Format every line of the records below as a numbered list, skipping any blank lines. Omit the pictures from your answer.

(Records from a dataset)
——————

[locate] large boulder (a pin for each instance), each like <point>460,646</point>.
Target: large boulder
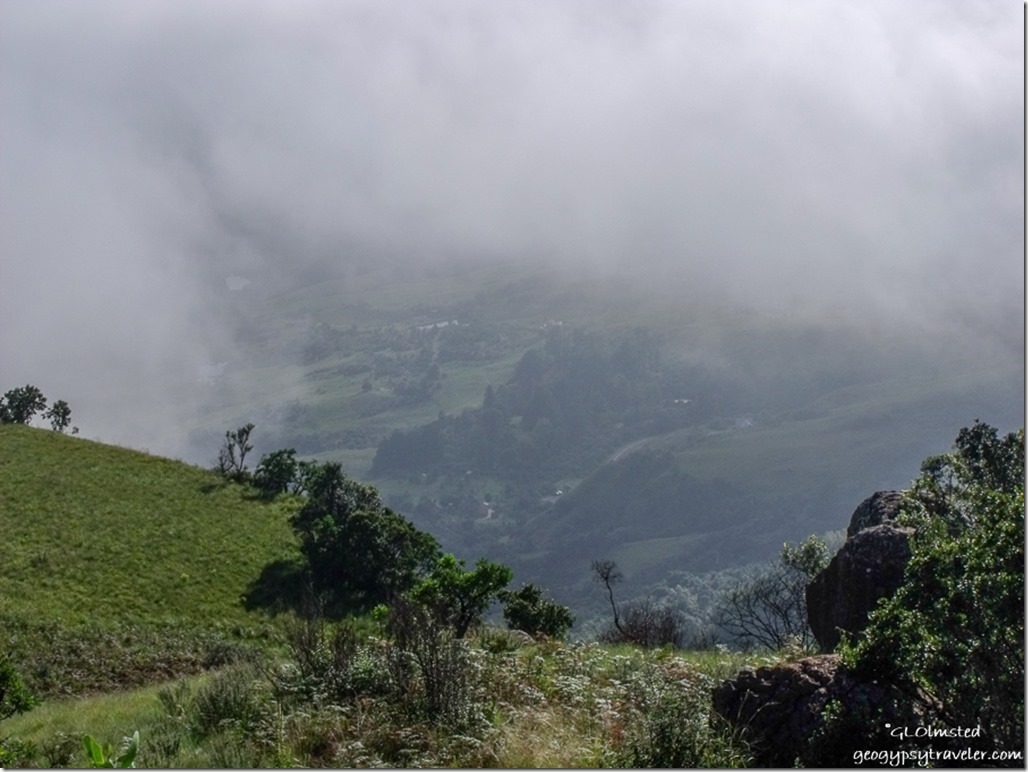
<point>869,566</point>
<point>778,708</point>
<point>815,712</point>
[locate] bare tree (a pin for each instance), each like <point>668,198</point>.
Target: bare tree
<point>231,457</point>
<point>771,610</point>
<point>645,623</point>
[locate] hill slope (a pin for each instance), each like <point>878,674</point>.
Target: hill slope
<point>97,531</point>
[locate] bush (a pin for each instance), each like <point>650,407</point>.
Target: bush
<point>648,624</point>
<point>770,611</point>
<point>432,668</point>
<point>526,610</point>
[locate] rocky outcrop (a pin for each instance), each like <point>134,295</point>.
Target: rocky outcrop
<point>879,508</point>
<point>869,566</point>
<point>784,717</point>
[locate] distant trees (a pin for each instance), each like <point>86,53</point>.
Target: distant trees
<point>528,611</point>
<point>14,698</point>
<point>277,473</point>
<point>952,635</point>
<point>770,611</point>
<point>232,455</point>
<point>644,623</point>
<point>21,406</point>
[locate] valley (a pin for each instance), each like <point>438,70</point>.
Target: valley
<point>546,419</point>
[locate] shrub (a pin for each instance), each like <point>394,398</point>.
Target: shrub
<point>526,610</point>
<point>952,636</point>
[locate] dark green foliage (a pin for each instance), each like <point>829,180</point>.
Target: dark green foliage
<point>644,623</point>
<point>457,597</point>
<point>277,473</point>
<point>60,661</point>
<point>527,610</point>
<point>59,415</point>
<point>431,668</point>
<point>14,698</point>
<point>20,405</point>
<point>359,552</point>
<point>953,634</point>
<point>770,611</point>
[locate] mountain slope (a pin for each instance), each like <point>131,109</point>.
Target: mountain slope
<point>97,531</point>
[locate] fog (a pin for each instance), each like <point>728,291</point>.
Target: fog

——————

**Solved problem:**
1. [locate] large boulder (a pin for each instance), each like <point>460,646</point>.
2. Target: large boulder
3. <point>869,566</point>
4. <point>778,708</point>
5. <point>815,712</point>
6. [locate] bare tree (a pin for each instance), each like <point>668,198</point>.
7. Target: bare tree
8. <point>231,457</point>
9. <point>771,610</point>
10. <point>645,623</point>
11. [locate] hill slope (a pin for each instance), each like <point>878,674</point>.
12. Target: hill slope
13. <point>97,531</point>
14. [locate] bush (a pin for each instance), each like <point>650,407</point>.
15. Target: bush
16. <point>648,624</point>
17. <point>770,611</point>
18. <point>432,668</point>
19. <point>526,610</point>
20. [locate] rocky outcrop (a pin for each instance), each like <point>134,295</point>.
21. Target: rocky outcrop
22. <point>879,508</point>
23. <point>869,566</point>
24. <point>784,717</point>
25. [locate] distant trees (a pin for each instance), each like <point>86,53</point>.
26. Target: distant trees
27. <point>528,611</point>
28. <point>14,698</point>
29. <point>277,473</point>
30. <point>952,635</point>
31. <point>770,611</point>
32. <point>232,455</point>
33. <point>644,623</point>
34. <point>21,406</point>
35. [locate] valley (a pin for each instance), each like <point>438,70</point>.
36. Target: valley
37. <point>546,419</point>
38. [locate] shrub (a pin for each instance), each like <point>394,398</point>.
39. Target: shrub
40. <point>526,610</point>
41. <point>952,636</point>
42. [locate] dark green foliage (a pin for each instance), each like <point>829,180</point>.
43. Target: dark green foliage
44. <point>644,623</point>
45. <point>457,597</point>
46. <point>277,473</point>
47. <point>60,661</point>
48. <point>527,610</point>
49. <point>59,415</point>
50. <point>431,668</point>
51. <point>14,698</point>
52. <point>20,405</point>
53. <point>359,552</point>
54. <point>953,634</point>
55. <point>770,611</point>
56. [locate] mountain slope (a pin for each instance), each like <point>131,109</point>.
57. Target: mountain slope
58. <point>97,531</point>
59. [locate] fog (a pin for each instance), each like <point>728,291</point>.
60. Target: fog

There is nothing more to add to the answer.